Extend the passage below on the Pebblebrook and LaSalle merger agreement, starting right after its final sentence.

SOURCE TEXT>
---

Each of Pebblebrook and LaSalle has made customary representations, warranties and covenants in the Merger Agreement, including, among others, covenants by each party to, in all material respects, use commercially reasonable efforts to carry on its business in the ordinary course of business consistent with past practice, subject to certain exceptions, during the period between the execution of the Merger Agreement and the consummation of the Mergers. The obligations of the parties to consummate the Mergers are not subject to any financing condition or the receipt of any financing by Pebblebrook, the Operating Partnership, Merger Sub or Merger OP.
The consummation of the Mergers is subject to certain customary closing conditions, including, among others, approval of the Company Merger by the affirmative vote of the holders of at least sixty-six and two-thirds (66 2/3%) percent of the outstanding LaSalle Common Shares entitled to vote on the matter, approval of the issuance of Pebblebrook Common Shares by the affirmative vote of not less than a majority of the votes cast by holders of the outstanding Pebblebrook Common Shares entitled to vote on the matter (the “Pebblebrook Shareholder Approval”), the absence of certain legal impediments to the consummation of the Mergers, the effectiveness of a registration statement on Form S-4 to be filed by Pebblebrook in connection with the Mergers and the approval for listing on the New York Stock Exchange of the Pebblebrook Common Shares and the Pebblebrook Preferred Shares to be issued in the Company Merger. The Merger Agreement requires Pebblebrook to convene a special meeting of shareholders for purposes of obtaining the Pebblebrook Shareholder Approval.

---

MATERIAL SUPPLIED>
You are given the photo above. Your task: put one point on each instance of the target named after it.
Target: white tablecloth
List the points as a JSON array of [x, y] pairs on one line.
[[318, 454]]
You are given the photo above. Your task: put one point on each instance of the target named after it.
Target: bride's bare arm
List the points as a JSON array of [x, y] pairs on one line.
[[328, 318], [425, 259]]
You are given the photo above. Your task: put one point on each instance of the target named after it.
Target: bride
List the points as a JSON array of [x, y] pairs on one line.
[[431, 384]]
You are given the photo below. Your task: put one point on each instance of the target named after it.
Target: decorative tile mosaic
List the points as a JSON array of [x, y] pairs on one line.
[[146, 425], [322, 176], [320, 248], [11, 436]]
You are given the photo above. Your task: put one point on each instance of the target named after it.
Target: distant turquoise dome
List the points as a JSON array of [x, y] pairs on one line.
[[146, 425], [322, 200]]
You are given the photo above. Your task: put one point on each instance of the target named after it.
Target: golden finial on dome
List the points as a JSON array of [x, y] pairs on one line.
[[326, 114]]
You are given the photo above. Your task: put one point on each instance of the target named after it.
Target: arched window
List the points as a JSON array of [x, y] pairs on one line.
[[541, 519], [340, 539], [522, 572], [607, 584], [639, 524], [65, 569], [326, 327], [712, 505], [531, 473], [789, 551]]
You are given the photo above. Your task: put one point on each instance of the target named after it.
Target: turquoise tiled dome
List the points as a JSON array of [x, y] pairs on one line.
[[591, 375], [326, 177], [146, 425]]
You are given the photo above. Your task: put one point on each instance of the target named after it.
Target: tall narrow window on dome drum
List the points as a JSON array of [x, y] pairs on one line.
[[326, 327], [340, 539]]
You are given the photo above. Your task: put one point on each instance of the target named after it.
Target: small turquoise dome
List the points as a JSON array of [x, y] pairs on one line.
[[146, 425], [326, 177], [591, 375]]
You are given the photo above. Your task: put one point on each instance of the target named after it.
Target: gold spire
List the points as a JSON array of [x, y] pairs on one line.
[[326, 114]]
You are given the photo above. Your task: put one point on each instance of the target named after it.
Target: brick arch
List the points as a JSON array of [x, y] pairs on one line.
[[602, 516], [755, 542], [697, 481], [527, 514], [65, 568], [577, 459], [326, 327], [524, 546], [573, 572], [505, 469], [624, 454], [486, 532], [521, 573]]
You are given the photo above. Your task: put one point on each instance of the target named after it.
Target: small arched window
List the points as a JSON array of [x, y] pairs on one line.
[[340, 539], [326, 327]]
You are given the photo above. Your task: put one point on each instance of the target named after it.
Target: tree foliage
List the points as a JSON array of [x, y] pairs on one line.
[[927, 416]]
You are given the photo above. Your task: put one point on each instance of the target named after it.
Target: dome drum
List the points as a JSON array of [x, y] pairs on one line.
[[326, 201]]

---

FINAL RESULT>
Each of Pebblebrook and LaSalle has agreed to covenants prohibiting each party from soliciting, providing non-public information or entering into discussions or agreements concerning proposals relating to alternative business combination transactions, subject to certain limited exceptions. Prior to obtaining the requisite shareholder approval, LaSalle may terminate the Merger Agreement to enter into an agreement with respect to a Superior Proposal and either party’s Board of Trustees may effect a Change in Recommendation (as defined in the Merger Agreement) only if it has received an unsolicited written acquisition proposal that constitutes a Superior Proposal, and the failure to effect a Change in Recommendation would be inconsistent with the applicable Board of Trustees’ fiduciary obligations under applicable law. Under these no-solicitation provisions, a party must notify the other party if it receives an alternative acquisition proposal and allow for negotiations for a specified period before effecting a Change in Recommendation.
The Merger Agreement may be terminated under certain circumstances by either party, including prior to obtaining the requisite shareholder approval, if, after following certain procedures and adhering to certain restrictions, LaSalle’s Board of Trustees or the Pebblebrook Board effects a Change in Recommendation in connection with a Superior Proposal and, in the case of LaSalle, LaSalle enters into a definitive agreement providing for the implementation of a Superior Proposal, subject to complying with specified notice and other conditions set forth in the Merger Agreement.
Upon a termination of the Merger Agreement, under certain circumstances, LaSalle will be required to pay to Pebblebrook a termination fee of $112 million, and in certain other circumstances, Pebblebrook will be required to pay to LaSalle a termination fee of $81 million.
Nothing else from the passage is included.